### WHAT IS ASKED
Reproduce each of the entries below, substituting "coordinate pairs" for "vertex pairs" wherever it occurs and leaving everything else unchanged.

### RECORDS SUPPLIED
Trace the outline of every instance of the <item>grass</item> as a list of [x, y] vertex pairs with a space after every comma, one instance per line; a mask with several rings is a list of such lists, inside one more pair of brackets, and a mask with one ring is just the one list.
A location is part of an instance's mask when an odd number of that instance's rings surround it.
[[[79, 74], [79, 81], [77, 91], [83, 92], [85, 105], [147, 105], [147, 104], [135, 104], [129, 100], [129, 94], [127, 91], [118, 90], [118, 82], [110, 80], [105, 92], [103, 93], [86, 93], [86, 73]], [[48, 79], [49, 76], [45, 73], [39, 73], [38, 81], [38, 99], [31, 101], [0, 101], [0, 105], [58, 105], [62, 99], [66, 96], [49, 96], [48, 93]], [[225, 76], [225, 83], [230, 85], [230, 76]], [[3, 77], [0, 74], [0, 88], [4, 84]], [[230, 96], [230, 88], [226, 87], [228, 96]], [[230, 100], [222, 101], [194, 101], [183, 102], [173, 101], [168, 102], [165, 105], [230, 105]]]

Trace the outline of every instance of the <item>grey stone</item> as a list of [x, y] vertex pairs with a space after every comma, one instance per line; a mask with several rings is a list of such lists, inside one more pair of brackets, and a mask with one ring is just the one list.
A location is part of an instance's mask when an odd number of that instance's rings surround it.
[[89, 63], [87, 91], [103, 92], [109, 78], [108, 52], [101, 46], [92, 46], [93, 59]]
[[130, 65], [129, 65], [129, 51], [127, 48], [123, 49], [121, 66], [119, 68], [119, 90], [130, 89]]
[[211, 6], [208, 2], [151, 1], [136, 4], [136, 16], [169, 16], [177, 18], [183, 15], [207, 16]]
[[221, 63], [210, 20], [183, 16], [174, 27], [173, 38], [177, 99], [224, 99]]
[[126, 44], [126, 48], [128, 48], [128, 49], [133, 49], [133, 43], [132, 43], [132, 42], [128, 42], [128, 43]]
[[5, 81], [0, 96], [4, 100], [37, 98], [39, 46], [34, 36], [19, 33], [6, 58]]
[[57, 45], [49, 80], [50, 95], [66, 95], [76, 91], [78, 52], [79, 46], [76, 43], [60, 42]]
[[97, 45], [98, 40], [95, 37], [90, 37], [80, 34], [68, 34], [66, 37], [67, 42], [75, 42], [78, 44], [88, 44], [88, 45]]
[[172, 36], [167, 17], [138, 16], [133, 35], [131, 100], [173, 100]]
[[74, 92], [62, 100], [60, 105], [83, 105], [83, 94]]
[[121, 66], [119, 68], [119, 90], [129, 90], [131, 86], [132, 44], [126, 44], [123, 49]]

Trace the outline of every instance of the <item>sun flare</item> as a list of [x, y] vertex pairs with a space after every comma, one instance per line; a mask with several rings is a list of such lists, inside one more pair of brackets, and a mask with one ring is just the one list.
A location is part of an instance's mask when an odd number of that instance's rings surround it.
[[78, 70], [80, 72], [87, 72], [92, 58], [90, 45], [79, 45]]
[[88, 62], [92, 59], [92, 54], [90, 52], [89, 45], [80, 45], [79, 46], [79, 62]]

### FINISHED EXERCISE
Trace the outline of every instance of the <item>grass</item> as a list of [x, y] coordinate pairs with a space after every comma, one instance per line; a mask with several rings is a list of such lists, inside one more pair of brackets, and a mask with one ring is just the one list.
A location is part of an instance's mask when an odd number of that instance's rings surround it.
[[[79, 74], [79, 81], [77, 91], [83, 92], [85, 105], [147, 105], [147, 104], [135, 104], [129, 100], [129, 94], [127, 91], [118, 90], [118, 82], [110, 80], [105, 92], [103, 93], [86, 93], [86, 73]], [[48, 79], [49, 76], [45, 73], [39, 73], [38, 81], [38, 99], [31, 101], [0, 101], [0, 105], [58, 105], [62, 99], [66, 96], [49, 96], [48, 93]], [[225, 76], [225, 83], [230, 85], [230, 76]], [[3, 77], [0, 74], [0, 88], [4, 84]], [[230, 96], [230, 88], [226, 87], [228, 96]], [[230, 100], [222, 101], [194, 101], [183, 102], [173, 101], [168, 102], [165, 105], [230, 105]]]

Trace the outline of every instance of the <item>grey stone</item> as a list of [x, y] coordinate pairs with a space after every comma, one instance per line; a mask with several rings is a list of such lists, inside one more pair of brackets, and a mask with one ring is just the one list.
A location is part of an instance's mask when an odd number of that instance's rings surround it.
[[89, 63], [87, 91], [103, 92], [109, 78], [108, 52], [101, 46], [92, 46], [93, 59]]
[[130, 65], [129, 65], [129, 51], [127, 48], [123, 49], [121, 66], [119, 68], [119, 90], [130, 89]]
[[211, 6], [208, 2], [151, 1], [136, 4], [136, 16], [169, 16], [177, 18], [183, 15], [207, 16]]
[[221, 63], [210, 20], [183, 16], [174, 27], [173, 38], [177, 99], [224, 99]]
[[126, 44], [126, 48], [128, 48], [128, 49], [133, 49], [133, 43], [132, 43], [132, 42], [128, 42], [128, 43]]
[[5, 81], [0, 96], [4, 100], [37, 98], [39, 46], [34, 36], [19, 33], [6, 58]]
[[57, 45], [49, 80], [50, 95], [66, 95], [76, 91], [78, 52], [79, 46], [76, 43], [60, 42]]
[[97, 45], [98, 40], [95, 37], [90, 37], [80, 34], [68, 34], [66, 37], [67, 42], [75, 42], [78, 44], [88, 44], [88, 45]]
[[172, 36], [167, 17], [138, 16], [133, 35], [131, 100], [173, 100]]
[[74, 92], [62, 100], [60, 105], [83, 105], [83, 94]]
[[121, 66], [119, 68], [119, 90], [129, 90], [131, 86], [132, 44], [126, 44], [123, 49]]

Trace the outline of every instance of the <item>sun flare</item> as a list of [x, y] coordinate pairs with a space after every comma, one instance per line; a mask with several rings is a list of such lists, inside one more pair of brackets, and a mask with one ring is just the one list.
A location is part of an instance's mask when an odd number of that instance's rings surround it.
[[78, 70], [80, 72], [87, 72], [92, 58], [90, 45], [79, 45]]
[[88, 62], [92, 59], [92, 54], [90, 52], [89, 45], [80, 45], [79, 46], [79, 62]]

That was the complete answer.